◆ AIM OF THE TASK
Answer these from the article on Jay Craddock's walk across Nevada:
1. How many miles was the walking tour?
2. How old is Craddock?
3. In what town did he begin the walk?
[[ EXTRACTED TEXT open ]]
Candidate completes Nevada walk in Laughlin
LAUGHLIN — Jay Craddock, a Democrat from Las Vegas seeking to unseat U.S. Sen. Dean Heller in 2018, completed his 630-mile walking tour of the Silver State on Saturday by arriving in Laughlin.
“There’s a corruption in our Congress. It’s rotted, I want to go there and fix it,” Craddock said.
Craddock, 58, said the need is pressing enough that not changing how things are done in Washington D.C. might result in “a revolution.”
“Our country wouldn’t exist without capitalism, but capitalism has moved away from being reasonable,” he noted.
Craddock said that gerrymandering — a practice to draw congressional or legislative districts for the benefit of one party — is again a widespread practice, and that Republicans’ American Health Care Act is “a nothing but huge a tax break.”
He met and spoke to a large number of people across the state. He began the walk in McDermitt and finished about halfway across the Laughlin-Bullhead bridge, essentially the Nevada-Arizona state line. Near the end of the campaign journey, his walking stick broke and he went down in a wooded area. He had cuts on his hands, legs and arms but was in good spirits. And he was very happy not to have to walk very far that day.
[[ EXTRACTED TEXT closed ]]
[[ DATA FOR ANALYSIS open ]]
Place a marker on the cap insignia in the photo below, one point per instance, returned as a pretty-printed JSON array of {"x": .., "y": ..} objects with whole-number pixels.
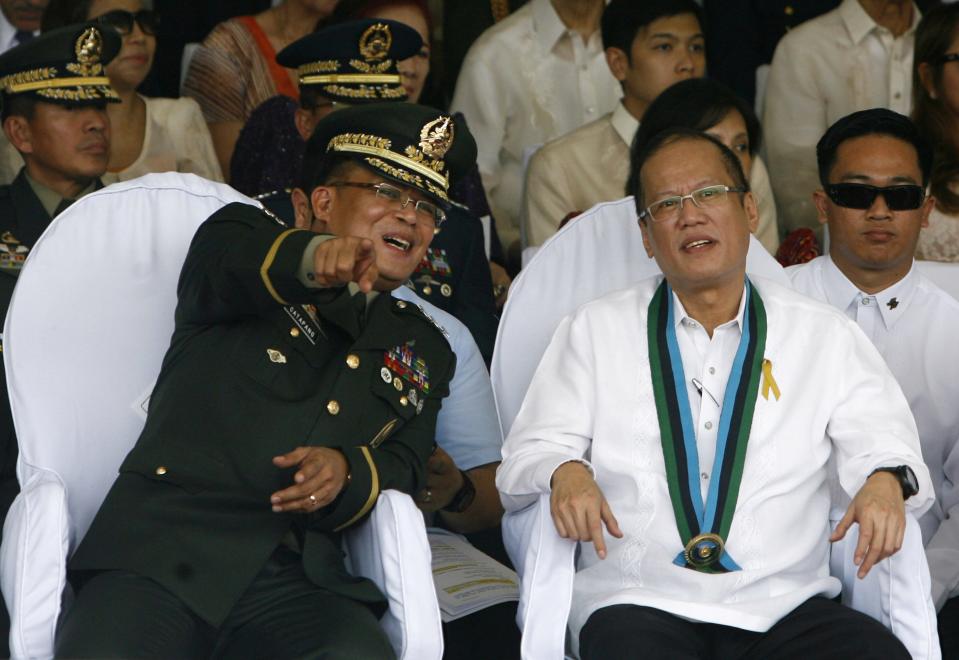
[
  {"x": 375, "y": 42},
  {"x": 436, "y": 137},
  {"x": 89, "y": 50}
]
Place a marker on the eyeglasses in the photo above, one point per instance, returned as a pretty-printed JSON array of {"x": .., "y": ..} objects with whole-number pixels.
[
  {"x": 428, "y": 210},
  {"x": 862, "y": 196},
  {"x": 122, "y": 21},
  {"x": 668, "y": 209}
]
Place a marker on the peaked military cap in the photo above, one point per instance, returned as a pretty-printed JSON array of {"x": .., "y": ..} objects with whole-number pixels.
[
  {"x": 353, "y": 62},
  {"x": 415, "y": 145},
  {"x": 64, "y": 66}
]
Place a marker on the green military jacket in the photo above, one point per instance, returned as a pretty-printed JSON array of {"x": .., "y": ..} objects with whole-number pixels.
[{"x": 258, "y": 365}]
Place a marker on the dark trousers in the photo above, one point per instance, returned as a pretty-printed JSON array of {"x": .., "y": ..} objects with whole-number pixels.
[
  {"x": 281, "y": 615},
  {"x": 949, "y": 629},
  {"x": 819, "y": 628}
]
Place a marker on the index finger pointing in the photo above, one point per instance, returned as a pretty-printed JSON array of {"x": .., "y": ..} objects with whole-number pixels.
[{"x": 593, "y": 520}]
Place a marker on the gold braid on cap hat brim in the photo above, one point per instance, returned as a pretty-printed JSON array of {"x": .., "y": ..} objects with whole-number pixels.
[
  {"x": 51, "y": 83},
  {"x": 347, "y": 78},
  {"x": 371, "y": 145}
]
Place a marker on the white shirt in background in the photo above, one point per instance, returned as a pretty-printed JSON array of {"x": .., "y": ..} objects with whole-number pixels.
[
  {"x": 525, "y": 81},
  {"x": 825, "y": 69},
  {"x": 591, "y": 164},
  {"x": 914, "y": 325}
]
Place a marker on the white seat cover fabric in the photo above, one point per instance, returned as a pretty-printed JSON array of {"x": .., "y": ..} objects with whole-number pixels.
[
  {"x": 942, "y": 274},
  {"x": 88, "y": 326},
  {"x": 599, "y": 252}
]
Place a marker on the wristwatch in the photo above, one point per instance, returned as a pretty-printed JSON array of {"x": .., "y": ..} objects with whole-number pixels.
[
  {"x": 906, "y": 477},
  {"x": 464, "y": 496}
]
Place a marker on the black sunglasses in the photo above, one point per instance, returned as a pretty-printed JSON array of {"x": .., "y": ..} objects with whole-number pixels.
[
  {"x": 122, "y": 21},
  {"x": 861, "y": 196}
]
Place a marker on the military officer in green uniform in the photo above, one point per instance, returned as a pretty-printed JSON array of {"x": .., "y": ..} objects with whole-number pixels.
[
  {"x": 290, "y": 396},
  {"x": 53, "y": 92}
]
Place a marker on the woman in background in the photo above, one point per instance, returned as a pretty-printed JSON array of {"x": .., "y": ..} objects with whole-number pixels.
[[ DATA FOR ANALYSIS closed ]]
[[ DATA FOR ANALYSIS open ]]
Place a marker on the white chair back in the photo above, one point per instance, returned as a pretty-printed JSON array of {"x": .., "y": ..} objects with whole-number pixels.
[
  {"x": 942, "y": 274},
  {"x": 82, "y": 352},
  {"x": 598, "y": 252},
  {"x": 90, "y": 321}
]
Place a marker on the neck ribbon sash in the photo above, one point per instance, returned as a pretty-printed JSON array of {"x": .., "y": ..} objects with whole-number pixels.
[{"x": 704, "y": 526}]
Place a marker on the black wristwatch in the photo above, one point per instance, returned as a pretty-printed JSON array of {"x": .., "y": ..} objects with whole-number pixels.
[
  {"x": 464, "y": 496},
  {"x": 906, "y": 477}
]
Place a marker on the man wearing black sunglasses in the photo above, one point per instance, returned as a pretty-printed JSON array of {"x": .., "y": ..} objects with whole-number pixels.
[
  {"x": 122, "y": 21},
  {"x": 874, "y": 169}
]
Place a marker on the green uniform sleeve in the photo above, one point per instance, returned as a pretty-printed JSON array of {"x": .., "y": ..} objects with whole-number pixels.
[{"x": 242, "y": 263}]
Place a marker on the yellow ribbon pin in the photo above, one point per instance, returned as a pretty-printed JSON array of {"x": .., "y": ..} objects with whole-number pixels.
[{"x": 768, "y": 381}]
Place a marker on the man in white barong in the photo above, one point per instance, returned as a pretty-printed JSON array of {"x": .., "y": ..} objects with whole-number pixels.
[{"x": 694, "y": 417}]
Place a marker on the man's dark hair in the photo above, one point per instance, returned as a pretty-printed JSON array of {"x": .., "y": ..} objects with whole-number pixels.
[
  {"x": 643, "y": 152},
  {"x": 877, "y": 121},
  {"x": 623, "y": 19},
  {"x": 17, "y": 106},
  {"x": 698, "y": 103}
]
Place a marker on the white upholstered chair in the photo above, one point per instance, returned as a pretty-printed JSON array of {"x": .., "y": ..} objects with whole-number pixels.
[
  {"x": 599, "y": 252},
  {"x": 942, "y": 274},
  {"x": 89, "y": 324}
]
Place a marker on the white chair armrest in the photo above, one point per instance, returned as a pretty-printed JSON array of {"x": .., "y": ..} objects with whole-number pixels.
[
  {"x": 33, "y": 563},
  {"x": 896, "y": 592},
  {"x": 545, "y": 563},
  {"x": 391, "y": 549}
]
[[ DATA FOR ANALYSIS closed ]]
[[ DATA FOR ANALYSIS open ]]
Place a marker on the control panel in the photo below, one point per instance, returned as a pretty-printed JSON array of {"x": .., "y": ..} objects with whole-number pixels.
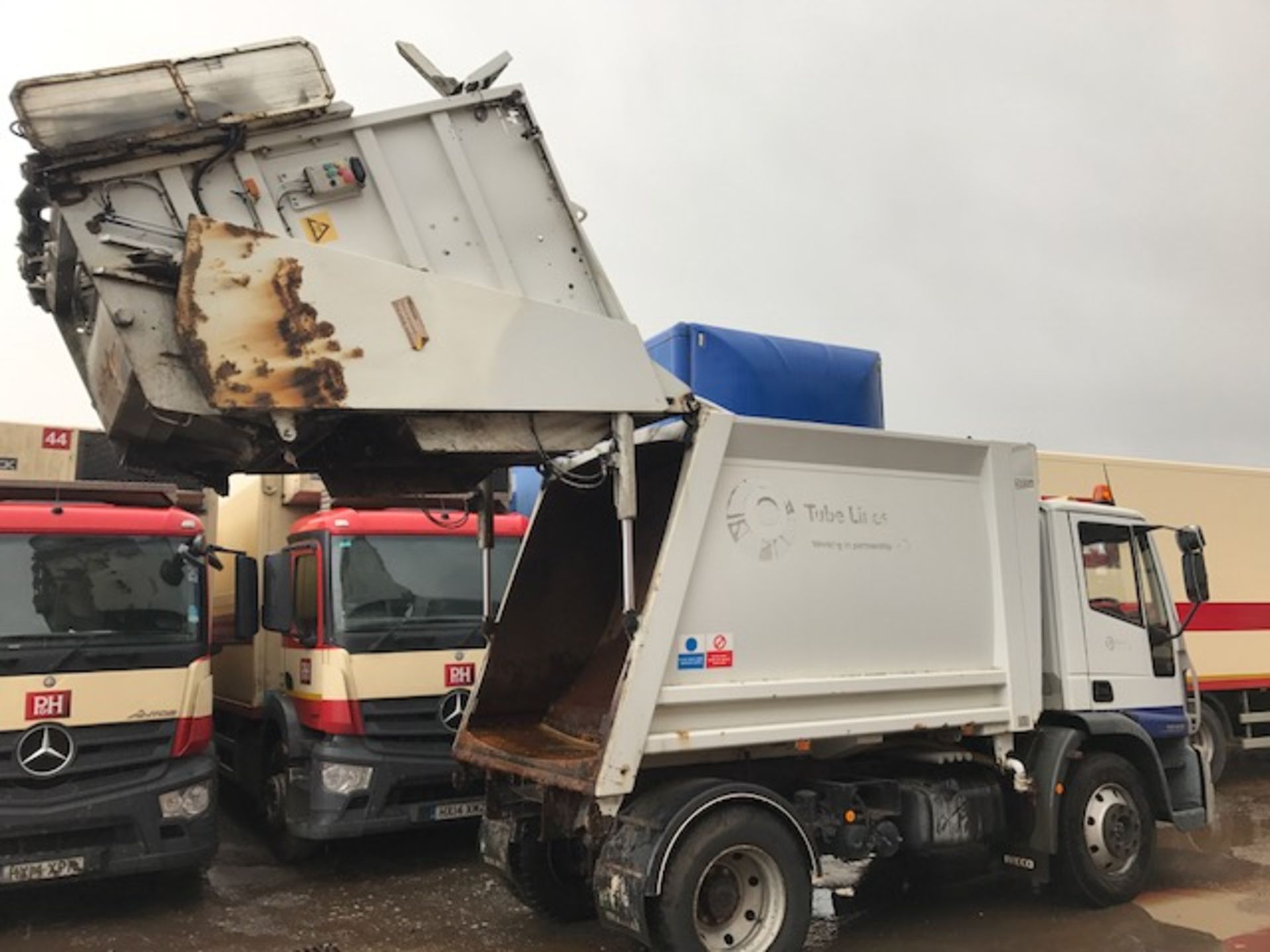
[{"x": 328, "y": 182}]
[[ DATA FOR ANALYSIS closed ]]
◆ REPLY TO THE EXERCISE
1. 630 miles
2. 58
3. McDermitt